…And Now For The Rest of That Green Day Album (Saviors – Review)

Last month I spent some time listening to new GREEN DAY songs. I concluded my overblown analysis of those tracks by saying, “Listening to these first three tracks off Saviors I am struck by how smooth they are, even in their rowdiest moments, as if they’re trying to fend off any thoughts or feelings about them that might get attached.” I knew I would invariably return to Saviors upon release, so I took it upon myself to do a little palate-cleanse: three albums from three pop-punk bands from three different generations of the genre – Dear You, by JAWBREAKER, Situationist Comedy, by DILLINGER FOUR, and M.I., by MASKED INTRUDER. I wanted to be sure, when I dived headfirst into GREEN DAY’s fourteenth studio album since 1990’s 38/Smooth, I had grounding points to regain context against—all so that recency bias couldn’t just get my ass.

» **Stored records**
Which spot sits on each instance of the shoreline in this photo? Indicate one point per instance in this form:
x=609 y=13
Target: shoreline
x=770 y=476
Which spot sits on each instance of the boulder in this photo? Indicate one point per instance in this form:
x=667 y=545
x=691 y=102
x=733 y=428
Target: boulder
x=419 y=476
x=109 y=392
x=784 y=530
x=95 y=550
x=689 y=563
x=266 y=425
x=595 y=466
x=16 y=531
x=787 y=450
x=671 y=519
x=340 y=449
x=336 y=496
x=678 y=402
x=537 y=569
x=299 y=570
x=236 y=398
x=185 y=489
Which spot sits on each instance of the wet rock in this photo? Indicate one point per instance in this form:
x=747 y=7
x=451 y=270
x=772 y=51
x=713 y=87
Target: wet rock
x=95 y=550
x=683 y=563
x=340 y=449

» **Exercise goal**
From the Green Day review above, copy the passage that starts at the words "Last month I" and ends after the words "get my ass.".

» **The answer**
Last month I spent some time listening to new GREEN DAY songs. I concluded my overblown analysis of those tracks by saying, “Listening to these first three tracks off Saviors I am struck by how smooth they are, even in their rowdiest moments, as if they’re trying to fend off any thoughts or feelings about them that might get attached.” I knew I would invariably return to Saviors upon release, so I took it upon myself to do a little palate-cleanse: three albums from three pop-punk bands from three different generations of the genre – Dear You, by JAWBREAKER, Situationist Comedy, by DILLINGER FOUR, and M.I., by MASKED INTRUDER. I wanted to be sure, when I dived headfirst into GREEN DAY’s fourteenth studio album since 1990’s 38/Smooth, I had grounding points to regain context against—all so that recency bias couldn’t just get my ass.